Records of labeled points
+ + +

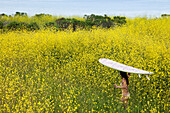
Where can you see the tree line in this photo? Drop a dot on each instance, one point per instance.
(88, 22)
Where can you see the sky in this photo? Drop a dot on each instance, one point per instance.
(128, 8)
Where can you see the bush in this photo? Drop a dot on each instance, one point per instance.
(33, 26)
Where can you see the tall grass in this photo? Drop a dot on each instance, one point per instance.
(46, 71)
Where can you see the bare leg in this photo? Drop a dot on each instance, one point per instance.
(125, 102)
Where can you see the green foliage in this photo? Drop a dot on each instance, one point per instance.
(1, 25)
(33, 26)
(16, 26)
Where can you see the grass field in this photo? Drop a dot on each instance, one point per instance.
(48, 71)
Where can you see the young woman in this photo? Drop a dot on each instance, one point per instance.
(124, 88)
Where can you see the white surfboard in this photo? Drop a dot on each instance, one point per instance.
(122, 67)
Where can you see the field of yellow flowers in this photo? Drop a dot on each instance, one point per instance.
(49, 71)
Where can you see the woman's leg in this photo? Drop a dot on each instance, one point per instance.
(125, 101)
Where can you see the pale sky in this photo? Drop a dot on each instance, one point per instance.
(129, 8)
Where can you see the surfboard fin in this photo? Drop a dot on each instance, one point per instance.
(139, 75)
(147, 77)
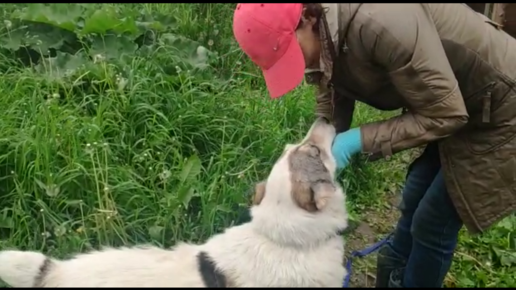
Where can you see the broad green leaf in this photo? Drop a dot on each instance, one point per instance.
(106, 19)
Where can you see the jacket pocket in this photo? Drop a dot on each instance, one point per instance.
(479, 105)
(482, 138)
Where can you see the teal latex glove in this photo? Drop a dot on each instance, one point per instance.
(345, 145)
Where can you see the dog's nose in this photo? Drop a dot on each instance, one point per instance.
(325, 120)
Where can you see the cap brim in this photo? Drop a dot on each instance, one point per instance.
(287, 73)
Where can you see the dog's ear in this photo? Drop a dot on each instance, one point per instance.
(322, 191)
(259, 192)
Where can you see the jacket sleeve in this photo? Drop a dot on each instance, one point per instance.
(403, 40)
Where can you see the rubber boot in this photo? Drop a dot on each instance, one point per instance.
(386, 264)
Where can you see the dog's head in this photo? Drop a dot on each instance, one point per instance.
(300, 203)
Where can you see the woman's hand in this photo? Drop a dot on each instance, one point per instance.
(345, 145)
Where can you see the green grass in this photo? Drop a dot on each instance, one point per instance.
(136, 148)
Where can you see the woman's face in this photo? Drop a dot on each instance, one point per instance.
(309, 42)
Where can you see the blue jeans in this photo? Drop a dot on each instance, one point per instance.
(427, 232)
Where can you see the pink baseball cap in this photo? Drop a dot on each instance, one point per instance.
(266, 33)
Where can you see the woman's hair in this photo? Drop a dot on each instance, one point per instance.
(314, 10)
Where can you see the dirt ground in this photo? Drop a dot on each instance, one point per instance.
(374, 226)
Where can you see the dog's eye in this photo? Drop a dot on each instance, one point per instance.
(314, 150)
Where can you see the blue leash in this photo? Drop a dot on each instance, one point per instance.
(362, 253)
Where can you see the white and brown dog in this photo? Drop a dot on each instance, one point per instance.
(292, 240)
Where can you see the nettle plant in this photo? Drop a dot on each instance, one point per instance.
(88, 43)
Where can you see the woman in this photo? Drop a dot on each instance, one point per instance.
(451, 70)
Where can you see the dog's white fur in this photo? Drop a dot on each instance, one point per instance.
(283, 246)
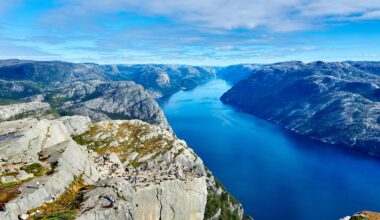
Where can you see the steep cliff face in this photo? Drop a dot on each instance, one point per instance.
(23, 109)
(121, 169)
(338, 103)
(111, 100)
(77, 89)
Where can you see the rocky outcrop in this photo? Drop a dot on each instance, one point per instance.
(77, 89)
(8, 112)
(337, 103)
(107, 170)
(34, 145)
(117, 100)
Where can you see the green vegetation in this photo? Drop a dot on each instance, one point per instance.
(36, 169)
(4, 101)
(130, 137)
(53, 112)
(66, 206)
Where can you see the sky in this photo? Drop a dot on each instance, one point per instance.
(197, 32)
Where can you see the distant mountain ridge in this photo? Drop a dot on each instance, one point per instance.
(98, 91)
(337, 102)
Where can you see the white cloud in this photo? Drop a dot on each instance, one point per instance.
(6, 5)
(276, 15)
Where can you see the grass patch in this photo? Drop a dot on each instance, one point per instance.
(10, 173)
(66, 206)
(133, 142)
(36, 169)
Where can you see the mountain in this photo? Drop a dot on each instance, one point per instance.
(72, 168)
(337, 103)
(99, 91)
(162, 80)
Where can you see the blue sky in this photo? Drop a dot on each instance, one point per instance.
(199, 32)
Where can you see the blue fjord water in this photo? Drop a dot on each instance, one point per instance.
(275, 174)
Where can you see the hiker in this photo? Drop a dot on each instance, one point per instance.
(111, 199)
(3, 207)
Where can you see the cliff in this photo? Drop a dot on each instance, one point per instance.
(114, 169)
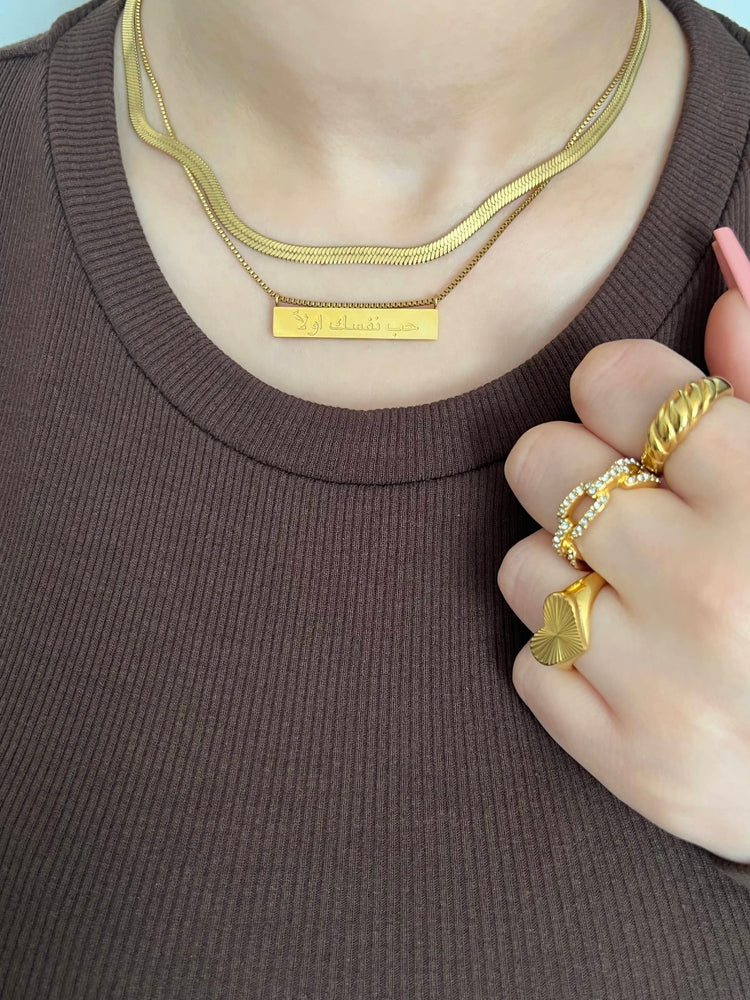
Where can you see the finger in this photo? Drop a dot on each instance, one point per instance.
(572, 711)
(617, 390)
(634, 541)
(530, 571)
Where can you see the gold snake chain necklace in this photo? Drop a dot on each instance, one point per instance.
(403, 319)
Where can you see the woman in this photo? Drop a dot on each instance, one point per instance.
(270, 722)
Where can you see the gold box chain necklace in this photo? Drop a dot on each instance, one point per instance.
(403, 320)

+ + +

Print out the whole of the material word for word, without pictures.

Where can you see the tree line in this photo? Drop a dot on each instance, one point per instance.
(88, 22)
Where can you see the sky in this photo? Drop a dot on each instance, one point per instance.
(128, 8)
Where can you see the bush in this photo? Drop a dot on each instance, one point per instance.
(33, 26)
Where can you see the tall grass in this photo? Drop a dot on each instance, one point per instance.
(46, 71)
Where can you see the bare leg in this photo? Drop a dot on each instance, one point per instance.
(125, 102)
Where can you see the green foliage in this photo? Drop a dot on each instance, one point per instance.
(1, 25)
(33, 26)
(16, 26)
Where can you see the grass field in this photo? Drop a dot on each instance, one point per instance.
(48, 71)
Where can you see the young woman in this photo? Drop a dot on each instance, one point per instance.
(124, 88)
Where can you see the white surfboard in this photo? Drop a dot on each instance, one point per instance.
(122, 67)
Where can you see the field of yellow flowers in this photo? Drop a dot on each instance, one point per instance.
(49, 71)
Where can you see the woman's leg in this photo? Drop a dot on each instance, one point per instance.
(125, 101)
Where can you see the pale sky in this photo? Drop a dot on each instance, one point per instance.
(129, 8)
Where can you see the surfboard fin in this photo? Drop a dot on each instance, one point per instance.
(139, 75)
(147, 77)
Where can you see the broad green leaf in this photo? Drop a dot on each instance, one point per instance.
(106, 19)
Where can you see the jacket pocket in this photo? Drop a dot on each instance, one point per instance.
(479, 105)
(482, 138)
Where can you see the teal latex glove in this photo? Drop a dot on each instance, one point per instance.
(345, 145)
Where can you see the dog's nose in this photo? Drop a dot on each instance, one point per instance.
(325, 120)
Where can you see the cap brim in this photo? Drop a dot on each instance, one point per instance.
(287, 73)
Where can you see the dog's ear in this photo? Drop a dot on each instance, one point per instance.
(322, 191)
(259, 192)
Where can you see the jacket sleeve in this photo? Drop a dot on each instance, one point per instance.
(403, 40)
Where can you see the rubber boot in this photo? Drop a dot on each instance, one point per instance.
(386, 264)
Where can you see the dog's head in this photo? Drop a dot on each instance, one point per instance.
(300, 203)
Where can you see the woman's hand in this photo? Drop a dot on each instance, one point per instance.
(345, 145)
Where can you see the green grass in this photo? Drop a dot on each instance, one point per instance.
(136, 148)
Where can you see the woman's face in this photo? Drop a dot on each instance, one point per instance.
(309, 42)
Where can you see the blue jeans in this photo? Drop a dot on each instance, one point per instance.
(427, 232)
Where can you see the pink baseball cap in this photo? Drop a dot on each instance, one point per instance.
(266, 33)
Where can you see the woman's hair in this photo? Drop a dot on each instance, one point per instance.
(314, 10)
Where can you see the dirt ground in this photo? Drop a dot on each instance, one point per instance.
(374, 226)
Where can you see the dog's eye in this photo? Drop a dot on each instance, one point per instance.
(314, 150)
Where can you see the blue leash in this photo? Drop a dot on each instance, one point per instance.
(362, 253)
Where can you see the white and brown dog in this photo? Drop a dot on each instance, one point per instance.
(292, 240)
Where can you see the nettle plant in this photo? Drop a dot on each instance, one point per instance.
(88, 43)
Where can you see the woman in this photo? Drop a dot on each instance, one point per instance.
(451, 70)
Where can you see the dog's white fur in this photo? Drop a dot on each instance, one point per instance.
(283, 246)
Where can you see the steep cliff face in this photo? Drop a dot on each instance, one point per instance.
(23, 109)
(121, 169)
(338, 103)
(111, 100)
(77, 89)
Where can you see the rocky outcrop in this photo? Drop a dot on each instance, one point per instance.
(77, 89)
(8, 112)
(337, 103)
(107, 170)
(34, 145)
(117, 100)
Where can you see the green vegetation in this photo? Drop a dot on each instance, one point per instance.
(36, 169)
(4, 101)
(130, 137)
(53, 112)
(66, 206)
Where can you see the sky in this photo? Drop a dot on each instance, one point per instance.
(197, 32)
Where can you see the distant mountain ridge in this photo? Drop a dot on each instance, one point per instance.
(98, 91)
(337, 102)
Where can you see the white cloud in this photo? Drop a dot on each instance, one point per instance.
(6, 5)
(276, 15)
Where can you see the grass patch in this photo? Drop a dot on each instance, one point per instance.
(10, 173)
(66, 206)
(133, 142)
(36, 169)
Where can you see the mountain in this photo? Drop a dot on each instance, one point per instance.
(72, 168)
(337, 103)
(99, 91)
(162, 80)
Where can you see the blue sky in this photo? Drop a dot on each instance, one point per instance.
(199, 32)
Where can you see the blue fjord water in this photo? Drop a dot on each instance, one point per instance.
(275, 174)
Where can you see the hiker in this photo? Drop a dot on each instance, one point per instance.
(111, 199)
(3, 207)
Where can you see the cliff in this photo? Drop a dot on each instance, one point per instance.
(114, 169)
Where can you see the finger in this photo? Drop a dot on each instance, one point per instance.
(572, 711)
(617, 390)
(634, 541)
(530, 571)
Where can you see the gold snake chain necklace in this photo? Drop a dot on each instance, one point per instance.
(403, 319)
Where can you see the woman in this photo? Drop a dot on each instance, one point per instance.
(270, 722)
Where can you see the gold box chain necklace in this photo? Drop a dot on each instance, one point per instance.
(403, 320)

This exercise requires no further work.